# [Task statement]
The text of every record, exactly as given and with no pictures, should be your output.

(Dataset excerpts)
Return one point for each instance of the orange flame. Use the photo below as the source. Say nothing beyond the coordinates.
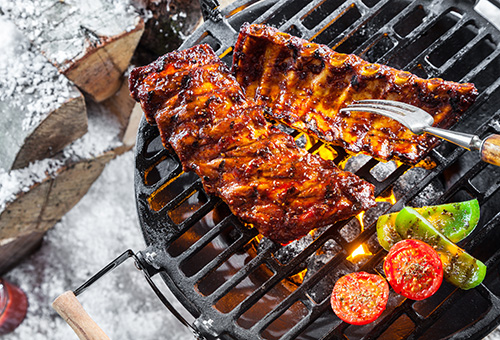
(391, 198)
(362, 249)
(299, 277)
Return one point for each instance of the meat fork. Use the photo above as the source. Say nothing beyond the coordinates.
(419, 121)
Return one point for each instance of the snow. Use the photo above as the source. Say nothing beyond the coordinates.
(40, 21)
(29, 83)
(102, 136)
(98, 229)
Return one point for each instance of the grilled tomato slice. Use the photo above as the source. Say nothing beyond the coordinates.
(413, 269)
(359, 298)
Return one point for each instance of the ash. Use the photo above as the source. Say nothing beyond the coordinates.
(98, 229)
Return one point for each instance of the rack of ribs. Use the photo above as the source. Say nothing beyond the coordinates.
(258, 170)
(304, 85)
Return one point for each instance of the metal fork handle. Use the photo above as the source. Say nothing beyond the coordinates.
(489, 147)
(465, 140)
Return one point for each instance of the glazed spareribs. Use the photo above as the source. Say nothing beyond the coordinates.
(304, 85)
(257, 170)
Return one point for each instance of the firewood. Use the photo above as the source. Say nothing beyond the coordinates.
(41, 111)
(127, 111)
(91, 42)
(34, 198)
(169, 21)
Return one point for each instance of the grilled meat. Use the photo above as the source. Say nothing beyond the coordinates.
(257, 169)
(305, 85)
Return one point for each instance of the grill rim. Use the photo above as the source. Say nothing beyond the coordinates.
(159, 242)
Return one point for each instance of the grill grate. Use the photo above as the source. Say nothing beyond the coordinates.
(239, 288)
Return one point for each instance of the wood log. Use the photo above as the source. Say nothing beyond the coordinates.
(40, 110)
(169, 21)
(127, 111)
(12, 250)
(91, 42)
(34, 198)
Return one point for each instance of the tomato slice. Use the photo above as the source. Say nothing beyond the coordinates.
(359, 298)
(413, 269)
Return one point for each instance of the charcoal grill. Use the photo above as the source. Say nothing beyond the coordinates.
(238, 285)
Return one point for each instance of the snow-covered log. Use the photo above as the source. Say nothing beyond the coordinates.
(91, 42)
(41, 111)
(127, 111)
(34, 198)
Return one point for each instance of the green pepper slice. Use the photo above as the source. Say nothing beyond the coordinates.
(460, 268)
(454, 220)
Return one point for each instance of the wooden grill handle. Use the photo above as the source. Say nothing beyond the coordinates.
(71, 310)
(490, 150)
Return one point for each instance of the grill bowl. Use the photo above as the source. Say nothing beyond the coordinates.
(240, 286)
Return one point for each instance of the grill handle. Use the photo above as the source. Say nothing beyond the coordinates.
(71, 310)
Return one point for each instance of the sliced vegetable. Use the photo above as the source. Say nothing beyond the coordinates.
(413, 269)
(454, 220)
(359, 298)
(460, 268)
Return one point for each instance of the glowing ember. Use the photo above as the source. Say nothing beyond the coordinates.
(361, 250)
(391, 198)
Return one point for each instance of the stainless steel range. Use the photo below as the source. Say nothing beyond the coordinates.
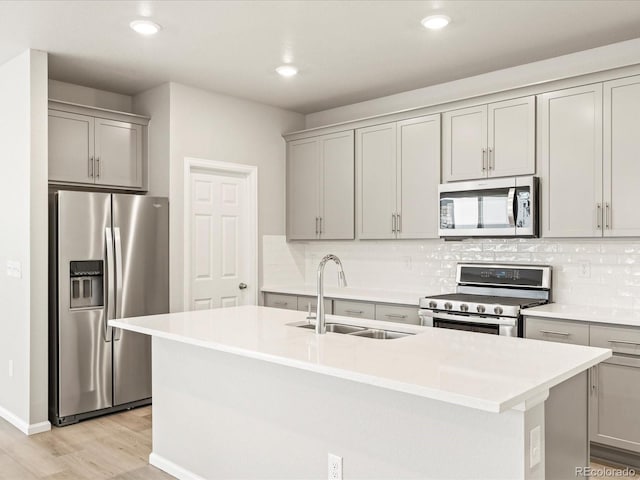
(489, 298)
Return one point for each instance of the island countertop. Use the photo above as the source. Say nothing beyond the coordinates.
(480, 371)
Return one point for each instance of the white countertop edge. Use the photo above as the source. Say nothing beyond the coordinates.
(581, 313)
(400, 298)
(434, 394)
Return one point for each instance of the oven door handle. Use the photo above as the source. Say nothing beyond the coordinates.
(511, 208)
(508, 321)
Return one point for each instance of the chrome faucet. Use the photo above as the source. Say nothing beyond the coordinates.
(342, 282)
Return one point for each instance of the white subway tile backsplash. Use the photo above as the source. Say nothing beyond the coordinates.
(612, 275)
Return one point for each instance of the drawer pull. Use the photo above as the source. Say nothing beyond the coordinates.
(551, 332)
(625, 342)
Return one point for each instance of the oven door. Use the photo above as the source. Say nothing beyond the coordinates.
(505, 326)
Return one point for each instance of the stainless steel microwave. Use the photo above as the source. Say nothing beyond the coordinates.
(499, 207)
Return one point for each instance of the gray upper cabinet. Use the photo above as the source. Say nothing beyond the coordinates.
(621, 157)
(398, 172)
(494, 140)
(118, 153)
(320, 187)
(96, 147)
(570, 127)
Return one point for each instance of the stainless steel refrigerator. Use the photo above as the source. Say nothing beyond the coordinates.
(109, 258)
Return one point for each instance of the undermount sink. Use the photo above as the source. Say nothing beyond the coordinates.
(355, 331)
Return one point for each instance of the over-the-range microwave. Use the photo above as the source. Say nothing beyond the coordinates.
(498, 207)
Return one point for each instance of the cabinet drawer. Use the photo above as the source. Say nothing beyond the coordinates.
(395, 313)
(554, 330)
(277, 300)
(303, 304)
(354, 309)
(625, 340)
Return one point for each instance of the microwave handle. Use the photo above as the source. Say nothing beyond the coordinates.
(511, 208)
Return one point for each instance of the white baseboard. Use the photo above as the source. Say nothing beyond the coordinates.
(172, 468)
(24, 427)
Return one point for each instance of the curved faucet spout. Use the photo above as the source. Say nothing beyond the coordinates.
(342, 282)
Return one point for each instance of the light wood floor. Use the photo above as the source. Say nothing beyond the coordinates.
(114, 447)
(111, 447)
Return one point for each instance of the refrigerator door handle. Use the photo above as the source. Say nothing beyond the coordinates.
(108, 240)
(118, 248)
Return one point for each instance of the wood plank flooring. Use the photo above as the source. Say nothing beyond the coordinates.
(113, 447)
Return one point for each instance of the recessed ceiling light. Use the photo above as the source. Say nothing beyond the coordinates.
(145, 27)
(435, 22)
(287, 70)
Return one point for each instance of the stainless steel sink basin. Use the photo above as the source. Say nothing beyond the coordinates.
(356, 331)
(380, 334)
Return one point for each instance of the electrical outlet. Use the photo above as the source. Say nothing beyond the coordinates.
(335, 467)
(535, 448)
(585, 269)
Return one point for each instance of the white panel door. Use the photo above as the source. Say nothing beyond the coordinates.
(70, 147)
(571, 162)
(621, 156)
(464, 155)
(512, 137)
(337, 193)
(376, 177)
(418, 177)
(303, 189)
(118, 153)
(220, 253)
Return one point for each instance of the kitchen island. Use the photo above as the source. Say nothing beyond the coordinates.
(240, 393)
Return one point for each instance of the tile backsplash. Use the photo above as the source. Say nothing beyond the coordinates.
(597, 272)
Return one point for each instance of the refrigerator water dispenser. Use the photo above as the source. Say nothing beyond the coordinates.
(86, 279)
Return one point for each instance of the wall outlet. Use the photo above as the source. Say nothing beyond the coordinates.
(335, 467)
(535, 447)
(585, 269)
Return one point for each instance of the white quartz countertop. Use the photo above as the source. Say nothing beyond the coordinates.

# [Response to the task]
Return one point for each instance of the orange flame. Use the photo below as the source. Say nothing beyond the coordinates.
(391, 198)
(362, 249)
(299, 277)
Return one point for each instance of the meat fork. Use the photo above as the source. Say nothing beyond the coordinates.
(419, 121)
Return one point for each instance of the snow. Use the photo above as the source. Say nothing beyond the coordinates.
(40, 21)
(29, 83)
(102, 136)
(98, 229)
Return one point for each instance of the grilled tomato slice. Use the photo above as the source. Say nothing beyond the coordinates.
(413, 269)
(359, 298)
Return one point for each instance of the ash. Use the photo above as the source. Say nothing beyond the coordinates.
(98, 229)
Return one point for each instance of the rack of ribs. Use the photo above as the source. Say nothing beyond the coordinates.
(258, 170)
(304, 85)
Return one point for each instance of the metal fork handle. Use the photo above as the source. Say nothing beyond the coordinates.
(489, 147)
(465, 140)
Return one point for each instance of the glazed spareribs. Use the photo above as the source. Say nothing beyond the coordinates.
(304, 85)
(257, 170)
Return one point for each instance of the firewood. Use the photo above as the source. Say nothing beyond the coordinates.
(41, 111)
(127, 111)
(91, 42)
(34, 198)
(169, 21)
Return one point for each instance of the grilled meat. Use the photo above as the source. Say nothing beyond the coordinates.
(257, 169)
(305, 85)
Return one point for each instance of the grill rim. Use the photo above as the source. Say nothing beyond the coordinates.
(159, 242)
Return one point for each instance of the grill grate. Use the photo above as the source. Say nothing beyond the coordinates.
(239, 288)
Return one point for each instance of the wood log. Use the photo above as the source. Say nothing beyond the coordinates.
(40, 110)
(169, 21)
(127, 111)
(12, 250)
(91, 42)
(34, 198)
Return one point for each instance of the tomato slice. Use the photo above as the source. Say nothing beyond the coordinates.
(359, 298)
(413, 269)
Return one point for each instance of the charcoal grill. Use the photo above as the source. Say nothing beyond the coordinates.
(238, 285)
Return one point for each instance of the snow-covered log. Use the photo above as the source. Say nothing beyond the coordinates.
(91, 42)
(41, 111)
(127, 111)
(34, 198)
Return one point for each instance of the green pepper slice. Use the photo above as the source. Say nothing beyond the coordinates.
(460, 268)
(454, 220)
Return one point for each instance of the wooden grill handle. Use the photo above as the source. Say nothing beyond the coordinates.
(71, 310)
(490, 150)
Return one point for each instance of the grill bowl. Use the photo above as the source. Say nothing beyond the coordinates.
(240, 286)
Return one point for each instance of the grill handle. Use the photo above as the source. Say nothing beyond the coordinates.
(71, 310)
Return one point for each instance of the sliced vegetable. Use the photo above as the source. Say nothing beyond the coordinates.
(413, 269)
(454, 220)
(359, 298)
(460, 268)
Return one point for each instance of the glowing ember. Use the photo above as the source. Say nothing beyond the coordinates.
(361, 250)
(391, 198)
Return one point for each instance of the stainless steel range. Use the photo below as the source. Say nothing beyond the coordinates.
(489, 298)
Return one point for each instance of the island countertop. Use the photo above as the source. Say nothing beyond the coordinates.
(480, 371)
Return one point for each instance of the white countertop edge. Use the photo above as the source. Say nothing beyond the coordinates.
(581, 313)
(400, 298)
(434, 394)
Return one point for each instance of the oven door handle. Use the photo above as the source. Say nothing beyond the coordinates.
(511, 208)
(508, 321)
Return one point for each instance of the chrome faucet. Use the photo above as the source. Say nothing beyond the coordinates.
(342, 282)
Return one point for each instance of the white subway tile backsplash. Use the photo above as the source. Say nothing beyond the coordinates.
(612, 275)
Return one point for each instance of the drawer pull. Use the photo above as the source. Say nothing beyond the coordinates.
(551, 332)
(625, 342)
Return one point for each instance of the oven door. Use the photo above as the source. Say nothing beyond the coordinates.
(505, 326)
Return one point for each instance of the stainless steel microwave. Use the photo above as the source. Say nothing beyond the coordinates.
(499, 207)
Return one point for each instance of the gray upper cabinet. Use the photo above as the source. Say nothing beyond the coordinates.
(621, 157)
(398, 172)
(494, 140)
(118, 153)
(320, 187)
(96, 147)
(570, 127)
Return one point for each instance of the stainless steel refrigerator. Use the photo above as the source. Say nothing beyond the coordinates.
(109, 258)
Return one point for each instance of the undermount sink. Use the photo above as the source. Say nothing beyond the coordinates.
(355, 331)
Return one point for each instance of the over-the-range microwave. Use the photo above as the source. Say nothing beyond the coordinates.
(498, 207)
Return one point for each instance of the cabinet drawer. Use the photo above as the source. Say nothing beyond the coordinates.
(395, 313)
(554, 330)
(277, 300)
(303, 304)
(354, 309)
(625, 340)
Return one point for each instance of the microwave handle. Use the photo above as the source. Say nothing beyond the coordinates.
(511, 208)
Return one point for each instance of the white baseboard. Use the photo above as the source. Say nothing beyond the coordinates.
(172, 468)
(24, 427)
Return one point for each instance of the curved faucet spout. Use the photo above as the source. Say nothing beyond the coordinates.
(342, 282)
Return one point for each instance of the light wood floor. Use the photo above as the source. Say nothing beyond the coordinates.
(114, 447)
(111, 447)
Return one point for each instance of the refrigerator door handle. Use the photo above as the source. Say nothing beyond the coordinates.
(108, 240)
(118, 248)
Return one point for each instance of the wood plank flooring. Use the photo above as the source. Say nothing beyond the coordinates.
(113, 447)
Return one point for each instance of the recessed ceiling light. Use the photo above as the source. Say nothing beyond the coordinates.
(145, 27)
(435, 22)
(287, 70)
Return one point for each instance of the stainless steel sink basin. Use the photo above as the source. Say nothing beyond the coordinates.
(356, 331)
(380, 334)
Return one point for each instance of the electrical outlet. Use the photo above as the source. Say nothing beyond the coordinates.
(335, 467)
(535, 448)
(585, 269)
Return one point for each instance of the white panel door. Use the photo above as the source. Say nothing beyond the coordinates.
(70, 147)
(571, 162)
(621, 156)
(464, 155)
(512, 137)
(337, 193)
(376, 177)
(418, 177)
(303, 189)
(118, 153)
(220, 253)
Return one point for each instance of the kitchen island. Use the photo above as the source. Say nothing beyond the coordinates.
(240, 393)
Return one point for each instance of the tile backsplash. Use the photo above as the source. Say nothing beyond the coordinates.
(597, 272)
Return one point for each instance of the refrigerator water dispenser. Use the photo above as the source. Say nothing beyond the coordinates.
(86, 279)
Return one point for each instance of the wall outlet. Use the photo above as the source. Say nothing beyond the coordinates.
(335, 467)
(535, 447)
(585, 269)
Return one point for each instance of the white quartz countertop. Use the photo above as the source. Say nothing beyond the coordinates.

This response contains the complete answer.